Task prompt:
The full set of entries is to be printed exactly, with pictures excluded.

Data to use:
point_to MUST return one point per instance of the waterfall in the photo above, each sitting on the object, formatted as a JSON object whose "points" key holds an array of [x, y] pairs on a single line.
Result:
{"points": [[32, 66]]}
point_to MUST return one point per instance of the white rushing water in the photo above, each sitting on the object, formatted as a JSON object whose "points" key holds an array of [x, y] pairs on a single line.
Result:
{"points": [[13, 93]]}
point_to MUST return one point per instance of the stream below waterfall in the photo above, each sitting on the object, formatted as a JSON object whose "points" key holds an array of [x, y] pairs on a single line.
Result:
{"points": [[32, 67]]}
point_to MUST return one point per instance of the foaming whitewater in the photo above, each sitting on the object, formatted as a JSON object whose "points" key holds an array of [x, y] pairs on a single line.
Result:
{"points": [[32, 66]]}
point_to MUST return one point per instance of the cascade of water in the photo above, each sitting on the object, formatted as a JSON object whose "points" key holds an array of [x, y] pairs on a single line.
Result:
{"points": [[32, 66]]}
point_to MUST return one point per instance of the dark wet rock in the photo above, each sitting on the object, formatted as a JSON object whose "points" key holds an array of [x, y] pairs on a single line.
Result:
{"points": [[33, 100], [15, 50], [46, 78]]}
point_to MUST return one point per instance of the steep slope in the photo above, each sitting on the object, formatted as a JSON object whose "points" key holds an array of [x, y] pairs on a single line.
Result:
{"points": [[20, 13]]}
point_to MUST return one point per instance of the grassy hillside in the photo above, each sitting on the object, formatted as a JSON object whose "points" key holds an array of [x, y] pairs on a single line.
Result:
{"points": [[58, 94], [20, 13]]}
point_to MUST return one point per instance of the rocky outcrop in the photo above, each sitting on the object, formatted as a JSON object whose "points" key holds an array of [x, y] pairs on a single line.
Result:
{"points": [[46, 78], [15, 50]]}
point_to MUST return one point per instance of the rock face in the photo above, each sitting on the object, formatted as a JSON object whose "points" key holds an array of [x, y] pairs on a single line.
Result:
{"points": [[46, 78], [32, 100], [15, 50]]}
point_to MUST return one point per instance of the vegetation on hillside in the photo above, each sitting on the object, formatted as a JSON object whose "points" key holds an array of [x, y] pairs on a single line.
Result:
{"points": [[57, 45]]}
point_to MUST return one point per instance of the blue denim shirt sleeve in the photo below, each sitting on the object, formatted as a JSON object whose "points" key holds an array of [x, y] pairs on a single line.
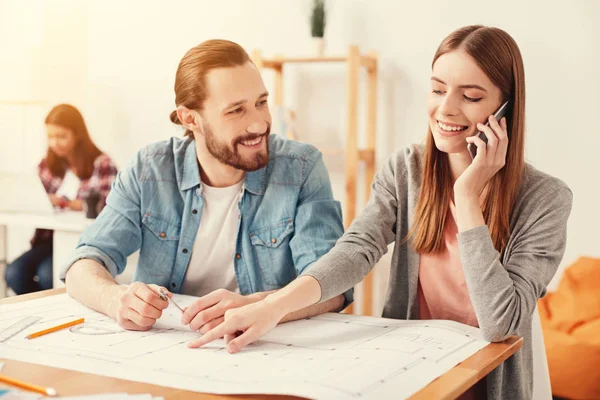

Task response:
point_to MUST return one point per instance of the waterfall in the photo above, each sitting on the object, formatted as a JSON object whose "points" key holds an array of [x, y] pairs on a single line.
Result:
{"points": [[32, 66]]}
point_to MUST return one point per instance of the white rushing water in the photo above, each sitting on the object, formatted as a JSON object whose "points" key holds an array of [x, y] pairs on a single line.
Result:
{"points": [[13, 93]]}
point_to MUST return one point per instance of the stream below waterfall in the photo above, each sitting on the object, formatted as a JSON object whose "points" key holds an array of [x, y] pairs on a single line.
Result:
{"points": [[32, 67]]}
point_to MUST return one point per instance of the foaming whitewater in the photo above, each sitting on the object, formatted as a JSON object whose "points" key holds an array of [x, y] pairs on a single line.
Result:
{"points": [[32, 66]]}
point_to MUST return one point per instance of the cascade of water in the photo above, each sitting on the object, formatted as a JSON object whose "points" key holds an array of [x, y] pairs on a single line.
Result:
{"points": [[32, 66]]}
point_to MUST return one point per instance of the dark wet rock in the photo above, each sitting on the object, formatted as a JSON object whose "points" key holds an array of [x, y] pairs on a single line.
Result:
{"points": [[33, 100], [15, 50], [46, 78]]}
point_to MUST return one point per instance of the steep slope in the photo above, each sitting on the object, formatted as a JSON object whose "points" key holds an array of [x, y] pairs on a single line.
Result:
{"points": [[20, 13]]}
point_to MUST return one point per instance of the grassy hillside in the photo above, each sitting on the object, formatted as a JSON object whose "points" key holds an array of [x, y] pairs on a single line.
Result:
{"points": [[58, 94], [20, 13]]}
point_to MUST return one point per instance of the rocky outcrop in the photo above, each sitting on the object, formatted as a JSON object whose "points" key holds an array of [x, y] pairs on a single line.
Result:
{"points": [[46, 78], [15, 50]]}
point_to MUST return one point per instance of the rock face in the photo above, each sitting on the object, formatted as a JSON object whose "points" key holds an array of [x, y] pairs on a single line.
Result:
{"points": [[46, 78], [32, 100], [15, 50]]}
point_to MUST return one point per instance of the vegetation on hillside in the photo above, each sitting on the object, formatted as a JSON object whose "points" key holds an array of [x, y] pairs on a single line.
Result:
{"points": [[57, 45]]}
point_to MUST return one point per instance of the blue denim shirt sleeve in the photo below, each sitting on the object, formatted as a JSON object whose "points" key holds an array of [x, y] pairs on a single line.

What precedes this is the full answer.